Goal of the exercise: Repeat exactly the lines from the one containing "the car headlight" through the last line of the records below, both included, and nothing else.

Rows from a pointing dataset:

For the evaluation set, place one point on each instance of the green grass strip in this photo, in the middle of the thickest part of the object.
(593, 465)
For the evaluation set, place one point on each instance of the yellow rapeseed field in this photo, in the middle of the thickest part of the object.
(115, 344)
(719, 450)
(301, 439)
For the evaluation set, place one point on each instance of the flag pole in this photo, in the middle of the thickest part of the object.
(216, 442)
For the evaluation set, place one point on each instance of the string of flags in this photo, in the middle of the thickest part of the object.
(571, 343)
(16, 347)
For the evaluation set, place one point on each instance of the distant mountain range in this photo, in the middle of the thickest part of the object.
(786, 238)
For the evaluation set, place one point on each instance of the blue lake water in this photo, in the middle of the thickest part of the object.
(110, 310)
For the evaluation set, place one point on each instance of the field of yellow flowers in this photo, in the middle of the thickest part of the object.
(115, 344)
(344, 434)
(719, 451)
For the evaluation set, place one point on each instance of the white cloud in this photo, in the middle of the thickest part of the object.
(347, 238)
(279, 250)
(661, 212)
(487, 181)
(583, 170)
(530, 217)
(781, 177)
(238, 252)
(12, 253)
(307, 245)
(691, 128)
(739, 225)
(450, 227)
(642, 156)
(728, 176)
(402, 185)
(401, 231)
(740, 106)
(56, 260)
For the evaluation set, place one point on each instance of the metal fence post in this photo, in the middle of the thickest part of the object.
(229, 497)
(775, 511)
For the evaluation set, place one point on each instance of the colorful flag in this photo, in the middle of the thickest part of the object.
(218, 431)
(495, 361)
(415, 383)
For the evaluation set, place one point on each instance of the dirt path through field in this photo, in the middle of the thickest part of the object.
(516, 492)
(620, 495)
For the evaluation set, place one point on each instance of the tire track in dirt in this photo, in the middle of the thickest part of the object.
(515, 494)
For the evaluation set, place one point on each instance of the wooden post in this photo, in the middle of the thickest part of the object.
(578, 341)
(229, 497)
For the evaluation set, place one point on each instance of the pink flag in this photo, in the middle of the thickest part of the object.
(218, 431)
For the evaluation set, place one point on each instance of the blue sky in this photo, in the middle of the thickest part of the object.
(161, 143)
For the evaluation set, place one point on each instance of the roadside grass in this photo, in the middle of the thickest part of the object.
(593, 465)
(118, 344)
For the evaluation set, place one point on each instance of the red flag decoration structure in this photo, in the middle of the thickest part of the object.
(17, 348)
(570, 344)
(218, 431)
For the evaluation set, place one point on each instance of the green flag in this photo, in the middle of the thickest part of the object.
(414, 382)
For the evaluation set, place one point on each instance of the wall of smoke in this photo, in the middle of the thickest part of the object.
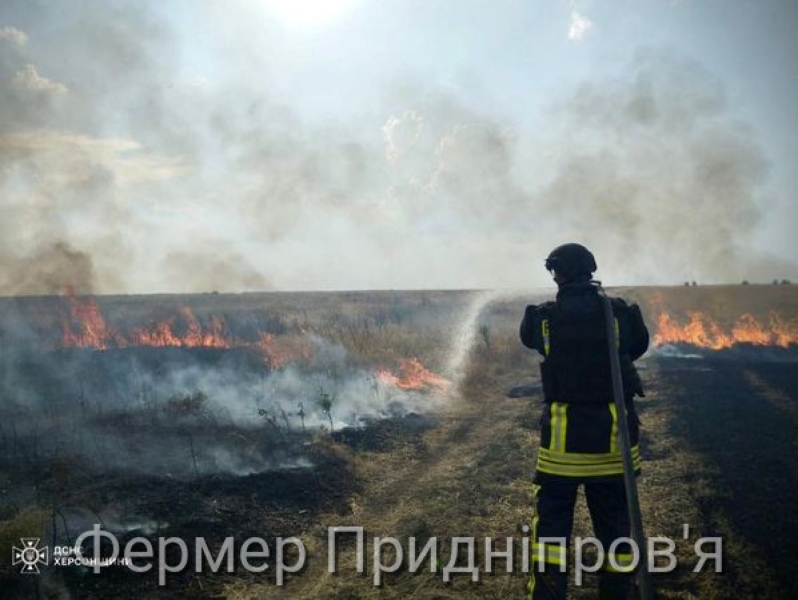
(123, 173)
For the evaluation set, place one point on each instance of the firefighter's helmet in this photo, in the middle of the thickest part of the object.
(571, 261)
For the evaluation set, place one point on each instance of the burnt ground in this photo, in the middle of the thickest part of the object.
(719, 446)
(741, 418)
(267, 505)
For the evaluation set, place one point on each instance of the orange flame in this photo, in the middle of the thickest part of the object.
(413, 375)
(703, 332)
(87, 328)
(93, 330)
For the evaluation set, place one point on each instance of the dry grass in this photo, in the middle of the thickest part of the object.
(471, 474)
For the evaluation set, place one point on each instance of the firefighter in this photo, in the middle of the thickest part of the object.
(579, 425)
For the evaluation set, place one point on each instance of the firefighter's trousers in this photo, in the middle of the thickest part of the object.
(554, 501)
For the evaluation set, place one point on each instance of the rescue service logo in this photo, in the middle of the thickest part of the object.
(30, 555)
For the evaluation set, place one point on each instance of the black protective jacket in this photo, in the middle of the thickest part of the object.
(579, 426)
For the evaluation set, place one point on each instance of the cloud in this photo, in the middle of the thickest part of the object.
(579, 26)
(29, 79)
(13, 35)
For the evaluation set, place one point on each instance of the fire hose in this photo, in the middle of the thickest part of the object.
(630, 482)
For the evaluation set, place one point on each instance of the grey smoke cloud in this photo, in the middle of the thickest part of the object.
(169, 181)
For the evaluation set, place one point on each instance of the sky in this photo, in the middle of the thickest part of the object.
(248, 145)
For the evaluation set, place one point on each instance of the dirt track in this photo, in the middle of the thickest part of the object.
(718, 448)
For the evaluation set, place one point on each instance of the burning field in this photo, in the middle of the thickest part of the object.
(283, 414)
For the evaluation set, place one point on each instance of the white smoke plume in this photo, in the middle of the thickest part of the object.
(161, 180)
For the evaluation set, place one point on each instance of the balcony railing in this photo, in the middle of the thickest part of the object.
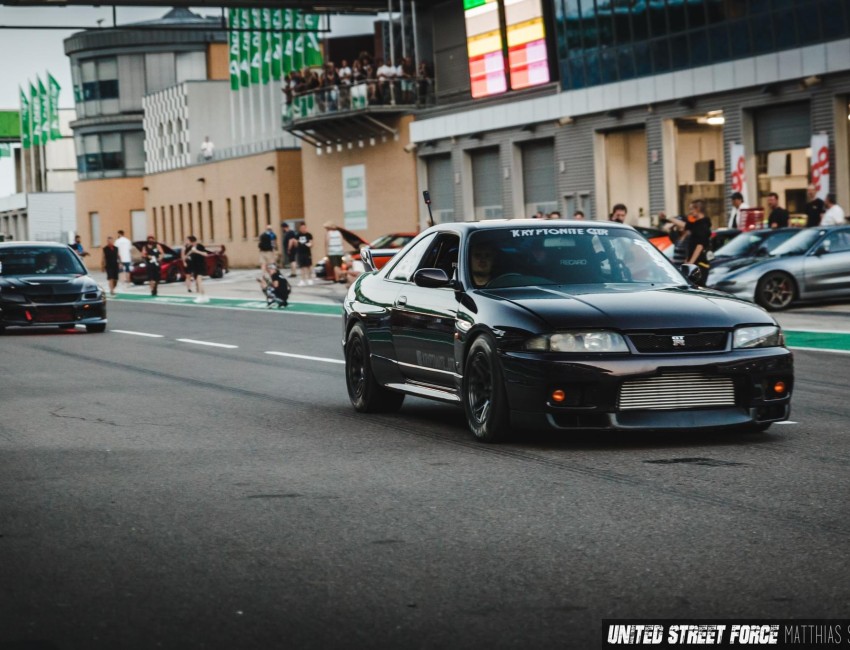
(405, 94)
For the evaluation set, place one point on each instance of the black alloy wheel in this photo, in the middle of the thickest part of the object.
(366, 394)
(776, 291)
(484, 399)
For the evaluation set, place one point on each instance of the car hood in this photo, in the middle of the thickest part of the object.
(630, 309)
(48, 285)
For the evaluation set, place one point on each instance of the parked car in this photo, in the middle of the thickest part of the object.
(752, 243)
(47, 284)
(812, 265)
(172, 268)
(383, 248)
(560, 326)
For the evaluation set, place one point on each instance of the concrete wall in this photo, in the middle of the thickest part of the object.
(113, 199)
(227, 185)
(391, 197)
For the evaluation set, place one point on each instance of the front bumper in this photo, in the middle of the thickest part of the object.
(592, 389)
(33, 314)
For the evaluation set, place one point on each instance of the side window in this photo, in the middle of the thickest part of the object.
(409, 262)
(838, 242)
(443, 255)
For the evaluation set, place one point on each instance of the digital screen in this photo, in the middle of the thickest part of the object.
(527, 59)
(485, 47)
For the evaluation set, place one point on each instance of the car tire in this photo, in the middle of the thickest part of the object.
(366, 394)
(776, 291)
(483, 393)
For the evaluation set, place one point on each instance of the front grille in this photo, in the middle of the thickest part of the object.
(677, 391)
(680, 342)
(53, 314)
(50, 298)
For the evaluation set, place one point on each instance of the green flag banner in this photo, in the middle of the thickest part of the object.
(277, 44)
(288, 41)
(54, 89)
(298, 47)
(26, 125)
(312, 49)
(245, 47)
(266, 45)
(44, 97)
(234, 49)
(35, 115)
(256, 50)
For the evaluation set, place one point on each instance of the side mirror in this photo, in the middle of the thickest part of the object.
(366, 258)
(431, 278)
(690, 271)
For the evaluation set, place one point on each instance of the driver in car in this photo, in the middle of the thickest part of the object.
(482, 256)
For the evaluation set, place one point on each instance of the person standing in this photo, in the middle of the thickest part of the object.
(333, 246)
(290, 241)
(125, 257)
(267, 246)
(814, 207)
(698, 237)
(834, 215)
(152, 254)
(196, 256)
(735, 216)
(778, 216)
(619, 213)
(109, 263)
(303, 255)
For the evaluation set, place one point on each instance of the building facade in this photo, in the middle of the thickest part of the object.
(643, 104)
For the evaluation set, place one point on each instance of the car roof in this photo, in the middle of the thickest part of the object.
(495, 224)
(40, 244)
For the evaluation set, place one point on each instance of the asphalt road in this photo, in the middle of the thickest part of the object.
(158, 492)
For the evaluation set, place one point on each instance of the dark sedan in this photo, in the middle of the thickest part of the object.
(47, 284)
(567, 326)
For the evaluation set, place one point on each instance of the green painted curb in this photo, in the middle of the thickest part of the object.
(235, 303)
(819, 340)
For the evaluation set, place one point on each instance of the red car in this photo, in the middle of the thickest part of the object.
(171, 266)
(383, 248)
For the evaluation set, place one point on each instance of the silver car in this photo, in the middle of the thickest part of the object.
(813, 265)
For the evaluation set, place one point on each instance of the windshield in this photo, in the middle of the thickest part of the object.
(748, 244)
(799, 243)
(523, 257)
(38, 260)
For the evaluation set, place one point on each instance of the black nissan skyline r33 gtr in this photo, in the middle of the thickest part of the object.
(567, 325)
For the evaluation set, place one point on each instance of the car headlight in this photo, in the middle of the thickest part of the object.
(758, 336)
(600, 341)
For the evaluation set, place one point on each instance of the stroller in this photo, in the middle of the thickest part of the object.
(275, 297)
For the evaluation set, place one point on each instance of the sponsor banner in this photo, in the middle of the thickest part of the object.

Output for this task:
For the evaluation set, place one point on each instance of the car headlight in this photo, in the middle of the thickest part of the object.
(758, 336)
(600, 341)
For the evaluation set, place one point on each instance of the stroller in this photo, in the middle of the thickest part of the object.
(275, 297)
For the evaluation set, place one point on each instance of the sponsor banner in this photo, in the middle of the thickest part of the object.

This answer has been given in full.